Set down every record below exactly as it stands, leaving out the pictures.

* * *

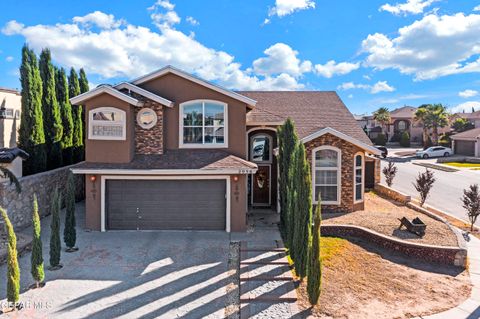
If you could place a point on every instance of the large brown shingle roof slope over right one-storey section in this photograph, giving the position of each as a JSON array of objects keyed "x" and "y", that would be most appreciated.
[{"x": 310, "y": 110}]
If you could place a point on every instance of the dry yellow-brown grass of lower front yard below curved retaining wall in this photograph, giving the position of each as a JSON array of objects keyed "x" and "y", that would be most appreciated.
[{"x": 363, "y": 282}]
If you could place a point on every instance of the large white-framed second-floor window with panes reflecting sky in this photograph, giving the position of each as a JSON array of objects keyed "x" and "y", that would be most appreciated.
[{"x": 203, "y": 124}]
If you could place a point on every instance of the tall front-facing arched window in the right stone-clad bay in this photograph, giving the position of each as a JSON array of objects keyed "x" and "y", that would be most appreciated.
[{"x": 327, "y": 174}]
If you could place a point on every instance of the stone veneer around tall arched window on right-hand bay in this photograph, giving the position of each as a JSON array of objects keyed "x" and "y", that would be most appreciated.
[{"x": 348, "y": 152}]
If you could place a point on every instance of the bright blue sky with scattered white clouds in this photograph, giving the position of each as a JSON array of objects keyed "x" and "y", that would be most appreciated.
[{"x": 375, "y": 53}]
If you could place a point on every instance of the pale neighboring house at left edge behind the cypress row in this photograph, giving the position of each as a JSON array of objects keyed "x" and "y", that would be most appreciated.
[{"x": 10, "y": 107}]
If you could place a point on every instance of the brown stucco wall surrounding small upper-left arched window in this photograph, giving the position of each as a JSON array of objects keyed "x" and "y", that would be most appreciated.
[{"x": 110, "y": 151}]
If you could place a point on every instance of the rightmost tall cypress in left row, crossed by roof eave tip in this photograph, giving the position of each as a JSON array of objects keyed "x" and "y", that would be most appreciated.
[{"x": 77, "y": 138}]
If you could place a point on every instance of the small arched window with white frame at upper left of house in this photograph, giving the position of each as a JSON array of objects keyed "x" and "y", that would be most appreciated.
[{"x": 107, "y": 123}]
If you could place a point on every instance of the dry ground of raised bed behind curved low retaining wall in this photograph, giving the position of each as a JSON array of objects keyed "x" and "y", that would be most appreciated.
[{"x": 381, "y": 215}]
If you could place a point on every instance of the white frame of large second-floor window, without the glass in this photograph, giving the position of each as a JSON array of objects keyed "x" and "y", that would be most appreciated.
[{"x": 203, "y": 145}]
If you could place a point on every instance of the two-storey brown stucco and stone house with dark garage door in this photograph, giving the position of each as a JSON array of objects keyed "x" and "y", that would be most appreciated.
[{"x": 171, "y": 151}]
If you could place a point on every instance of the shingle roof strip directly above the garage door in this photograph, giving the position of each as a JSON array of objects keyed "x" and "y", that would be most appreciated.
[{"x": 176, "y": 159}]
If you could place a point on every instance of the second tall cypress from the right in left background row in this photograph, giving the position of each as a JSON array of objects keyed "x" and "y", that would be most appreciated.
[{"x": 62, "y": 89}]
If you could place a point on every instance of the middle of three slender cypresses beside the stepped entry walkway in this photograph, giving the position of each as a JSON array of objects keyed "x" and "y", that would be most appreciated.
[{"x": 302, "y": 210}]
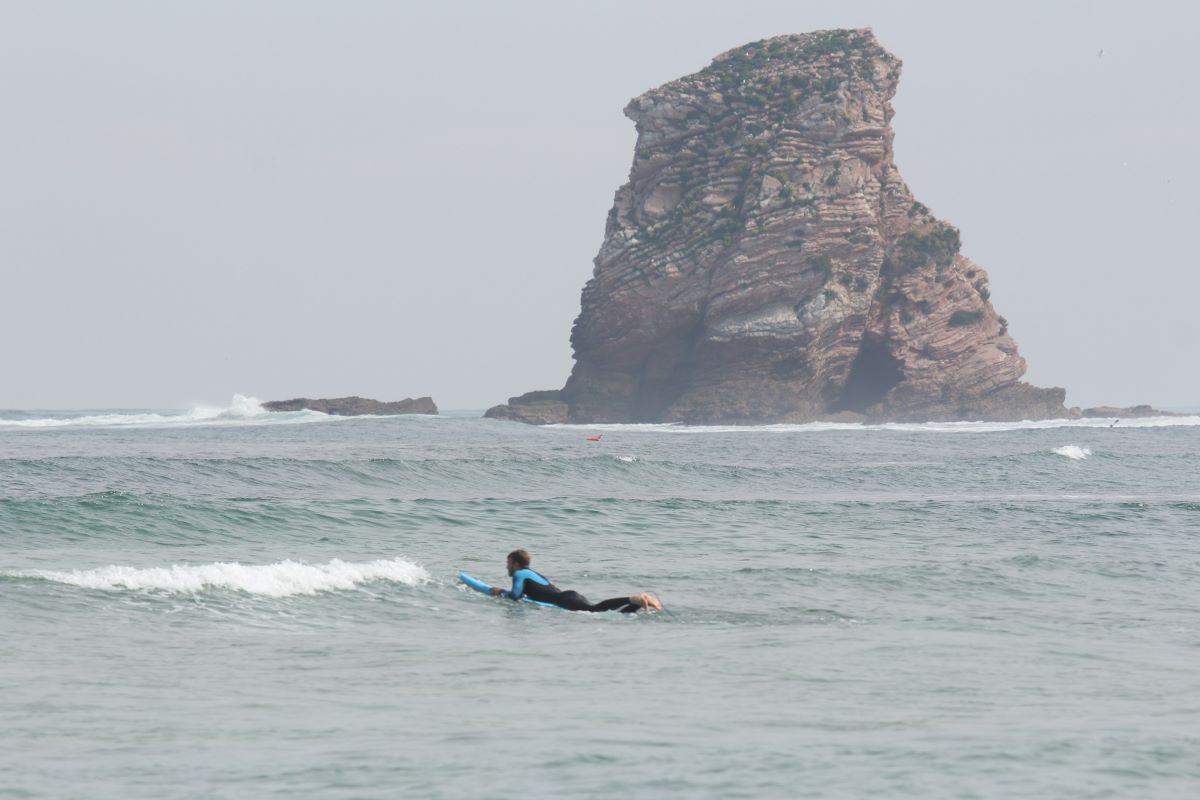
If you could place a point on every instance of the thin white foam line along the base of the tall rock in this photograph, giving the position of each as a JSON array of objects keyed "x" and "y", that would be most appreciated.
[{"x": 908, "y": 428}]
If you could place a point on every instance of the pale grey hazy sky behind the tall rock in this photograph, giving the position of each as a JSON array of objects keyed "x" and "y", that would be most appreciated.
[{"x": 397, "y": 200}]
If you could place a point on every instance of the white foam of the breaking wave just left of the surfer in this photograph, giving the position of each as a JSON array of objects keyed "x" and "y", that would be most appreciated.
[{"x": 280, "y": 580}]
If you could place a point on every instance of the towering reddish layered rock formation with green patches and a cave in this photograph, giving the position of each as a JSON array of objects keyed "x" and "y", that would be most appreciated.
[{"x": 766, "y": 262}]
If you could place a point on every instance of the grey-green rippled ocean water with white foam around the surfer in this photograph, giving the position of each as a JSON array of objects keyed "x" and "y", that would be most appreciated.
[{"x": 231, "y": 604}]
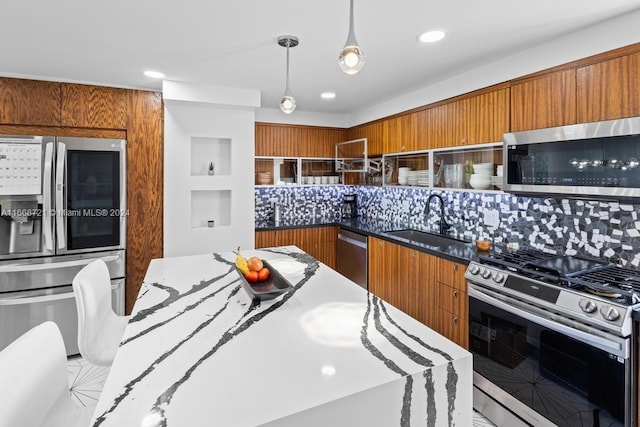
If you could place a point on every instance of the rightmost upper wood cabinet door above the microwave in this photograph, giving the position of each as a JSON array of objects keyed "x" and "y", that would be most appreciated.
[{"x": 610, "y": 89}]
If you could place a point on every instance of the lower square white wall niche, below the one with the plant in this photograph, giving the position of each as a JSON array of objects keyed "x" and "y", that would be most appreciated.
[{"x": 209, "y": 205}]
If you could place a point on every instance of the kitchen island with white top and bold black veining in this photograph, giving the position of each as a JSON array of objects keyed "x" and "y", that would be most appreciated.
[{"x": 198, "y": 351}]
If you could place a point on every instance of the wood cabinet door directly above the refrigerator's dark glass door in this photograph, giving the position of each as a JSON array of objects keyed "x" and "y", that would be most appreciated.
[{"x": 94, "y": 106}]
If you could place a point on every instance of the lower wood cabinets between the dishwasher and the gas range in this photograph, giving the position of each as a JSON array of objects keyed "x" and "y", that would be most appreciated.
[{"x": 426, "y": 287}]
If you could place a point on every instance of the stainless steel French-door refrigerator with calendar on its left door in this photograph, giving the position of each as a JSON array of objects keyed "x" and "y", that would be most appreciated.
[{"x": 62, "y": 205}]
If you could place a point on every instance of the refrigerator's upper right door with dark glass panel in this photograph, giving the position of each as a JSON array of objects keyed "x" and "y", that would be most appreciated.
[{"x": 91, "y": 194}]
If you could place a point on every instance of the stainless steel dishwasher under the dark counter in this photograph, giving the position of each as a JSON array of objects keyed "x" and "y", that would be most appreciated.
[{"x": 352, "y": 256}]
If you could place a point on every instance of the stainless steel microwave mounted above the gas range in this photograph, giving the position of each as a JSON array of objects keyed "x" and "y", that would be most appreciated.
[{"x": 585, "y": 160}]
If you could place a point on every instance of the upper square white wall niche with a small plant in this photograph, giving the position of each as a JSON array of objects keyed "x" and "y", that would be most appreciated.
[{"x": 205, "y": 150}]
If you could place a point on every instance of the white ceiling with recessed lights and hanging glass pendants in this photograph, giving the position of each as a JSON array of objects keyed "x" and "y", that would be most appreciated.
[{"x": 233, "y": 43}]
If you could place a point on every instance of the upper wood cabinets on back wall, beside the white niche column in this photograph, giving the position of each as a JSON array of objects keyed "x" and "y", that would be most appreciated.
[{"x": 296, "y": 141}]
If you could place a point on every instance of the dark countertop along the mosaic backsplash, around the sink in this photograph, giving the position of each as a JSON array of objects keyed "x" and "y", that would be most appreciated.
[{"x": 453, "y": 250}]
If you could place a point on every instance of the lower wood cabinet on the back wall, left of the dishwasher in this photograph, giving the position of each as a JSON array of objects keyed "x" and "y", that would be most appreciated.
[{"x": 319, "y": 242}]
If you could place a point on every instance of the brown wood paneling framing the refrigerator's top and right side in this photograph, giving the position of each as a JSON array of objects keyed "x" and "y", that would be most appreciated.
[{"x": 29, "y": 107}]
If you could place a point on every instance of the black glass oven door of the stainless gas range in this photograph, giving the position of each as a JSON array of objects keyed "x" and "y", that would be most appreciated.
[{"x": 546, "y": 372}]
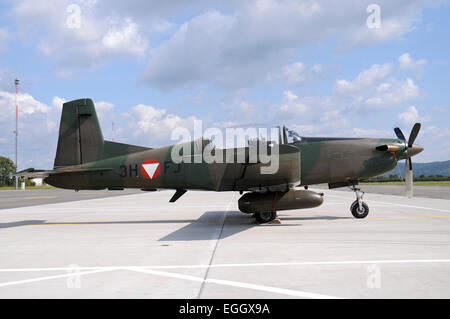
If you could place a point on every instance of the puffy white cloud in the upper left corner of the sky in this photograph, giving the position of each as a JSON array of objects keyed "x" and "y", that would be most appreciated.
[{"x": 96, "y": 41}]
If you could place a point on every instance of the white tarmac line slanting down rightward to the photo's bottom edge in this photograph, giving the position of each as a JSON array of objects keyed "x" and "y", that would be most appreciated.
[{"x": 289, "y": 292}]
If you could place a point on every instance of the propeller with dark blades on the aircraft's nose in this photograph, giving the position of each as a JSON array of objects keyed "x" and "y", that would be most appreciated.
[{"x": 411, "y": 150}]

* * *

COMPLETED TASK →
If you could place a point on every instance of the large brown shingle roof slope over right one-storey section in this photograph, giving the position of each as a JSON array of objects keyed "x" and "y", that would be most appreciated.
[{"x": 310, "y": 110}]
If you could place a point on every instance of the dry yellow-brown grass of lower front yard below curved retaining wall in this photograph, giving the position of each as a JSON array of objects keyed "x" and "y", that would be most appreciated.
[{"x": 363, "y": 282}]
If you could place a point on every instance of the large white-framed second-floor window with panes reflecting sky in this photograph, giving the position of each as a JSON array of objects keyed "x" and "y", that would be most appreciated.
[{"x": 203, "y": 124}]
If you could place a point on every instance of the tall front-facing arched window in the right stone-clad bay in this photograph, giving the position of each as a JSON array of objects keyed "x" and "y", that would be most appreciated.
[{"x": 327, "y": 174}]
If you could place a point on every instance of the stone veneer around tall arched window on right-hand bay in this photograph, giving the position of each as a JSON array of objects keyed "x" and "y", that would be most appreciated.
[{"x": 348, "y": 152}]
If you could place a point on every instance of the bright blue sky with scattered white clouds in this photograph, giving the position of each as a JSON array of objects keyed "x" and "y", that would be most appreciated.
[{"x": 375, "y": 53}]
If you could place a point on every instance of the pale neighboring house at left edge behind the cypress row in this photograph, giving the position of each as a JSON array of objects keyed "x" and "y", that would be most appreciated.
[{"x": 10, "y": 107}]
If you could place a point on every instance of the brown stucco wall surrounding small upper-left arched window in this photograph, giving the position of each as a JSON array of objects keyed "x" and "y", that would be most appreciated.
[{"x": 110, "y": 151}]
If you could place a point on every instance of the rightmost tall cypress in left row, crossed by roof eave tip in this photograph, giving the position of each as a JSON array of objects keyed "x" and "y", that would be most appreciated.
[{"x": 77, "y": 138}]
If you could place a point on every instance of the small arched window with white frame at upper left of house in this photograph, giving the position of each as a JSON array of objects keyed "x" and "y", that would be most appreciated.
[{"x": 107, "y": 123}]
If you could place a point on every instance of the dry ground of raised bed behind curved low retaining wall in this photograph, giving the position of each as a JSON array of objects keyed "x" and "y", that would be most appreciated.
[{"x": 381, "y": 215}]
If you could place a point on every instance of the white frame of large second-floor window, without the glass in this photograph, giving the position of each as a JSON array of objects keyed "x" and "y", that would be most appreciated.
[{"x": 203, "y": 145}]
If you could place a point on every instance of the two-storey brown stucco and stone house with dark garage door in this photograph, giving the position of each as a JSON array of objects keyed "x" and "y", that would be most appreciated.
[{"x": 171, "y": 151}]
If you could place a point on every instance of the shingle roof strip directly above the garage door in this photograph, giving the position of each as a JSON array of objects keyed "x" and "y", that would be most appreciated.
[{"x": 176, "y": 159}]
If you could place a point on every instance of the second tall cypress from the right in left background row in this photograph, giving the position of each as a JSON array of objects keyed "x" and "y", that would be most appreciated.
[{"x": 62, "y": 89}]
If you could place a point on every instance of the middle of three slender cypresses beside the stepped entry walkway in this photograph, giving the position of each as a JSON array of objects keyed "x" and "y", that would be most appreciated.
[{"x": 302, "y": 210}]
If you could place a point on every instance of the thin white foam line along the base of the tall rock in this photograph, giving the position of each as a JSON array of objects keyed "x" and "y", that would be most appreciated.
[{"x": 908, "y": 428}]
If you could place a point on every instance of the pale grey hazy sky behind the tall rock in this photograph, giving the position of each as a JSON array of objects keyed "x" and "y", that would be most appreciated.
[{"x": 397, "y": 200}]
If you could place a point on every instance of the white foam of the breaking wave just left of the surfer in this photograph, giving the position of each as a JSON array of objects keyed "x" and "y", that would be most appreciated.
[{"x": 280, "y": 580}]
If you could place a point on every instance of the towering reddish layered rock formation with green patches and a cave in this photograph, giving the position of each as a JSON array of objects keyed "x" and "y", that would be most appreciated.
[{"x": 766, "y": 262}]
If you could place a point on every instance of the grey-green rippled ocean water with white foam around the surfer in this photograph, giving the position of each as a JSON array of objects keyed "x" and "y", that would be most appreciated.
[{"x": 231, "y": 604}]
If you could place a point on every instance of the rightmost upper wood cabinet door above the microwave in this photograph, giving the position of each as a JSON array of objects keyed "x" and "y", that would be most appreciated.
[{"x": 610, "y": 89}]
If you could place a point on every instance of the lower square white wall niche, below the one with the plant in this photograph, giving the position of each as a JSON array of objects keyed "x" and "y", that would be most appreciated.
[{"x": 209, "y": 205}]
If you could place a point on every instance of the kitchen island with white top and bold black veining in this photograph, giving the position of each as a JSON array of objects keyed "x" and "y", that would be most appreciated.
[{"x": 198, "y": 351}]
If you could place a point on every instance of the wood cabinet door directly above the refrigerator's dark glass door in this photograph, giving the position of each as a JSON array of objects keyed "x" and "y", that would be most appreciated.
[{"x": 94, "y": 106}]
If you could place a point on every instance of the lower wood cabinets between the dishwasher and the gas range in this photograph, giving the position of each as a JSON array of objects keyed "x" and "y", that would be most appreciated.
[{"x": 426, "y": 287}]
If you could place a point on every instance of the stainless steel French-door refrigerator with calendar on its left door in this photograph, giving the position of each as a JSON array of objects keyed "x" and "y", that would be most appreciated.
[{"x": 62, "y": 205}]
If you could place a point on every instance of the refrigerator's upper right door with dark glass panel in this photograph, giving the position of each as a JSON array of objects keyed "x" and "y", that would be most appreciated.
[{"x": 91, "y": 194}]
If you could place a point on every instance of the stainless steel dishwasher under the dark counter in this photograph, giving the position of each as a JSON array of objects keyed "x" and "y", that would be most appreciated.
[{"x": 352, "y": 256}]
If you could place a point on every instance of the stainless steel microwave mounted above the gas range in this photograph, giving the position of each as a JSON array of objects keyed "x" and "y", that would be most appreciated.
[{"x": 585, "y": 160}]
If you could place a point on every instance of the upper square white wall niche with a small plant in this photograph, giving the position of each as a JSON array of objects keyed "x" and "y", that would be most appreciated.
[{"x": 205, "y": 150}]
If you could place a point on every instance of the white ceiling with recessed lights and hanging glass pendants in this photograph, giving the position of each as a JSON array of objects keyed "x" and "y", that would be most appreciated.
[{"x": 233, "y": 43}]
If you could place a point on every instance of the upper wood cabinets on back wall, beside the white niche column in this photograph, giving the position of each as a JSON array of objects keyed "x" and "y", that would be most appreciated.
[{"x": 296, "y": 141}]
If you could place a point on every instance of the dark countertop along the mosaic backsplash, around the sink in this photograph, giving the position of each as a JSON array of objects keyed "x" and "y", that would be most appreciated.
[{"x": 453, "y": 250}]
If you could place a point on every instance of the lower wood cabinet on the back wall, left of the dishwasher in this photograph, giving the position of each as a JSON array of objects keyed "x" and "y", that would be most appreciated.
[{"x": 319, "y": 242}]
If you could place a point on every instance of the brown wood paneling framing the refrigerator's top and right side in this photograph, giving the position of each as a JSON array of objects keyed "x" and "y", that would be most appreciated.
[{"x": 29, "y": 107}]
If you could place a point on every instance of the black glass oven door of the stainless gas range in this photograph, giving the position of each as a JSON array of objects keyed "x" and "y", that would be most appreciated.
[{"x": 546, "y": 372}]
If you could place a point on every instance of the puffy white cloud in the upper left corner of the sky in this photograph, giving the position of each as a JSON array of objects keyed "x" and "y", that would be most appreciated.
[{"x": 96, "y": 41}]
If you could place a point on every instance of the white tarmac line slanting down rightward to the photo's bottom edge in this photograph, giving the position of each as a JSON array of objects keyed "x" and "y", that would be most appreciated.
[{"x": 289, "y": 292}]
If you could place a point on every instance of the propeller with dark blades on the aircraft's nose in this photograph, giving the position of each as a JSON array of objects keyed "x" and "y", that would be most appreciated.
[{"x": 411, "y": 150}]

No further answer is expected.